━━━━━ DATA FOR REVIEW
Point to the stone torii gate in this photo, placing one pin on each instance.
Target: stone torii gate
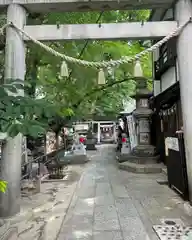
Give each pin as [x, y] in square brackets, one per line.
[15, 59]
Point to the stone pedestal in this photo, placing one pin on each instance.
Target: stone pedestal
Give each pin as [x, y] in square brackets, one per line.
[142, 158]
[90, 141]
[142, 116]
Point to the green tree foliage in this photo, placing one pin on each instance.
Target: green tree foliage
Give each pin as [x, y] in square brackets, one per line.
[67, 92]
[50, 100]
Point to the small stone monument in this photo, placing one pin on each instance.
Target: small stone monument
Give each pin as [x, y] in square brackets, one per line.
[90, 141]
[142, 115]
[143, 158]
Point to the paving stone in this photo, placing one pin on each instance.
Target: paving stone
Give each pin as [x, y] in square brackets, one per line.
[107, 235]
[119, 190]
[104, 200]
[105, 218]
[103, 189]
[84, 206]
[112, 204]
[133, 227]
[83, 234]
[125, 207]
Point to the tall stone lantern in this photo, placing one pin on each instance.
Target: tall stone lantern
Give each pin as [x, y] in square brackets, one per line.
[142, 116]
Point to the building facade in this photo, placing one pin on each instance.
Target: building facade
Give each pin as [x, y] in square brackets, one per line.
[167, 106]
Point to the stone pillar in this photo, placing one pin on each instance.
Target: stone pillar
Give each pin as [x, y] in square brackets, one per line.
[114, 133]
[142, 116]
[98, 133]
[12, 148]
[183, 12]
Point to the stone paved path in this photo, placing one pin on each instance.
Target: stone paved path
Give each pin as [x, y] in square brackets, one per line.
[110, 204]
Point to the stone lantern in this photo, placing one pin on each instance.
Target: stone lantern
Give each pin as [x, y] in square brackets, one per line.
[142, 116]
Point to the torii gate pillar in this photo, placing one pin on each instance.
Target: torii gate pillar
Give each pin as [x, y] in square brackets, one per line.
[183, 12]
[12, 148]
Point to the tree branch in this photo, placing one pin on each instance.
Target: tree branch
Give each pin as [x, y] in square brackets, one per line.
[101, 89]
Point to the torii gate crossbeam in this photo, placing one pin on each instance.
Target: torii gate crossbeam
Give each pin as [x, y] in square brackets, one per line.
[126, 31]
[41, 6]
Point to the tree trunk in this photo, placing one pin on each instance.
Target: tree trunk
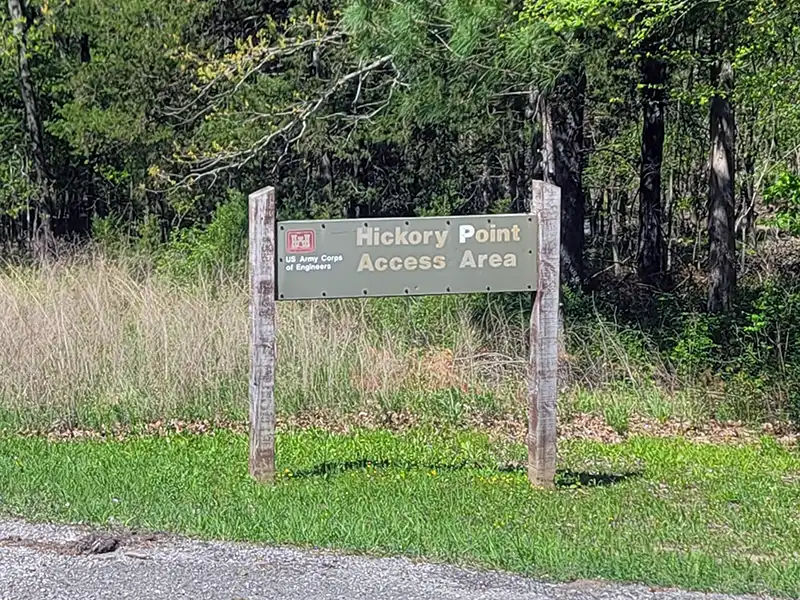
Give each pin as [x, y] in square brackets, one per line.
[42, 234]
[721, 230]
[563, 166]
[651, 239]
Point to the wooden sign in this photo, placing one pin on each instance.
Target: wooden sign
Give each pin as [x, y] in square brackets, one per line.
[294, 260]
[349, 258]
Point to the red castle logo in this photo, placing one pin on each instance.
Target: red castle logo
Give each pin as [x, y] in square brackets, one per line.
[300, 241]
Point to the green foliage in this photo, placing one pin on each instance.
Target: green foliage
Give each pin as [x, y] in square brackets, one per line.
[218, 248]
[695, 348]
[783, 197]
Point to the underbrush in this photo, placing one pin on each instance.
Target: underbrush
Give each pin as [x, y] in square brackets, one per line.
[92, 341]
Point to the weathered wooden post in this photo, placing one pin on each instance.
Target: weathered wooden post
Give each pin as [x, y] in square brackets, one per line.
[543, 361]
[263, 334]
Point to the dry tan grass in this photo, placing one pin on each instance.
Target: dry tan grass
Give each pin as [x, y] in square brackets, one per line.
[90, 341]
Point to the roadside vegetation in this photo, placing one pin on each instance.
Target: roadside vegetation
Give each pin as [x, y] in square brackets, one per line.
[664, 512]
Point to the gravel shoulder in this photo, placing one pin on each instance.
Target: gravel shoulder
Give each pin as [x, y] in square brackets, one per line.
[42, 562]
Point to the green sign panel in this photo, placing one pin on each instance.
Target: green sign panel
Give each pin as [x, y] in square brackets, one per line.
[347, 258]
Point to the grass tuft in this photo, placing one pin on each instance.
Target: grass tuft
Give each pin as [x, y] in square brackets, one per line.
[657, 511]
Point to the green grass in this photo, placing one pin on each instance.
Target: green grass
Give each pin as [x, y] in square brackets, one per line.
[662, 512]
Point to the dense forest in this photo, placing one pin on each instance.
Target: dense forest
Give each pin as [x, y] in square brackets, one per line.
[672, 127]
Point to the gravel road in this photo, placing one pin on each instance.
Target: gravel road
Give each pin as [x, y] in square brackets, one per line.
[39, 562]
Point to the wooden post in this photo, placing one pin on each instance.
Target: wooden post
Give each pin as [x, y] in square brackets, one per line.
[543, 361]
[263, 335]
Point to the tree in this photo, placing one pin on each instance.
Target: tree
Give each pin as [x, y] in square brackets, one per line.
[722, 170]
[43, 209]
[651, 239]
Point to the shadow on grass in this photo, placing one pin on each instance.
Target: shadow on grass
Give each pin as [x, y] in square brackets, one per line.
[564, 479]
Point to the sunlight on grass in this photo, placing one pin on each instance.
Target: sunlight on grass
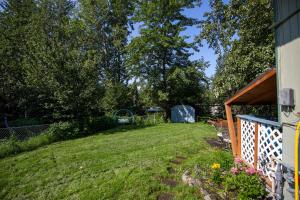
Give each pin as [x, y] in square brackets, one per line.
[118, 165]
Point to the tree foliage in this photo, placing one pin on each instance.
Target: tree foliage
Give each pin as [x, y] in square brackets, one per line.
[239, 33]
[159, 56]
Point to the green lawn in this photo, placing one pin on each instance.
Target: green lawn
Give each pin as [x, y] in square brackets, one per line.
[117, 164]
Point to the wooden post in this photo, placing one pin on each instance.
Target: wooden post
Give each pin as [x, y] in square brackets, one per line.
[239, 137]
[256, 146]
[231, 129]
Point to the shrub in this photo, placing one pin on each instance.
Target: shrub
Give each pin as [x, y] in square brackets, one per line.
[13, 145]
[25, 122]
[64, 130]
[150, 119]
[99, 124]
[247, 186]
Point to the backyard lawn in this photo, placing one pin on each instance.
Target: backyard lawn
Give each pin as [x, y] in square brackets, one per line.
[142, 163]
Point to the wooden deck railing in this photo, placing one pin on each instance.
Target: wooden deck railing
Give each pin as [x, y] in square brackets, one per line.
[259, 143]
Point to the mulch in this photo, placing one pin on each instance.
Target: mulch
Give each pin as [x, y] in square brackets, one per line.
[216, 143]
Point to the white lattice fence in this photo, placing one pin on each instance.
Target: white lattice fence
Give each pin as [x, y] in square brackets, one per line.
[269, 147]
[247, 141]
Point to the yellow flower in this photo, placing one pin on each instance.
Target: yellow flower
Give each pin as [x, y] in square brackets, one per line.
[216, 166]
━━━━━━━━━━
ASSIGNED TASK >>
Go through the data above and print exactly the lines from its first line through the line holding "Target: paving stone", both included, leaving pictures aside.

YOUR RESPONSE >>
Point to the stone torii gate in this photo, placing one pin on each instance.
Target: stone torii gate
Give each pin as [x, y] in square brackets, one per line.
[15, 59]
Point to the stone pedestal in this photo, placing one pin on each instance.
Target: stone pedestal
Give each pin as [x, y] in square brackets, one per line.
[142, 158]
[90, 141]
[142, 116]
Point to the green tree foliage in this photo, placing one pin on each instance.
Target: green tree foliage
Give each pin as [x, y] in square brackets, one per line.
[67, 92]
[50, 100]
Point to the small stone monument in this photo, placing one pin on each instance.
Target: small stone monument
Give each pin as [x, y] in square brackets, one per line.
[90, 141]
[142, 115]
[143, 158]
Point to the paving stone in this photo, placing one pin on each instance.
Target: paving stone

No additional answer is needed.